▸ **WHAT IS NEEDED**
Recast the data as a numbered list, starting at its first line and ending at the line that contains "Target: forearm", with both ends included and blank lines left out.

[Annotation data excerpts]
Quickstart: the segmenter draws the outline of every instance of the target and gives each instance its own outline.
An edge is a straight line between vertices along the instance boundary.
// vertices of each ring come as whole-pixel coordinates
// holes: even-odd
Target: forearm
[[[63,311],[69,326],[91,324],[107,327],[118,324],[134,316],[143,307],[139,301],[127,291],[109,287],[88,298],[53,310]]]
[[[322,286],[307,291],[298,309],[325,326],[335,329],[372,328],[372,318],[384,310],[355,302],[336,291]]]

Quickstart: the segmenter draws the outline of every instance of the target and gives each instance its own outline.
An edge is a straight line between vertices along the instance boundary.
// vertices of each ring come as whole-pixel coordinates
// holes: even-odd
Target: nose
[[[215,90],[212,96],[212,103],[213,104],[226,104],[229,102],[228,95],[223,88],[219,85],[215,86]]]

▸ **RESULT**
1. Quickstart: the segmenter draws the outline of every instance of the target and gives each instance its own outline.
2. An edge is a straight line between vertices along the instance boundary.
3. // vertices of each ring come as whole-pixel coordinates
4. // holes: even-odd
5. Target: forearm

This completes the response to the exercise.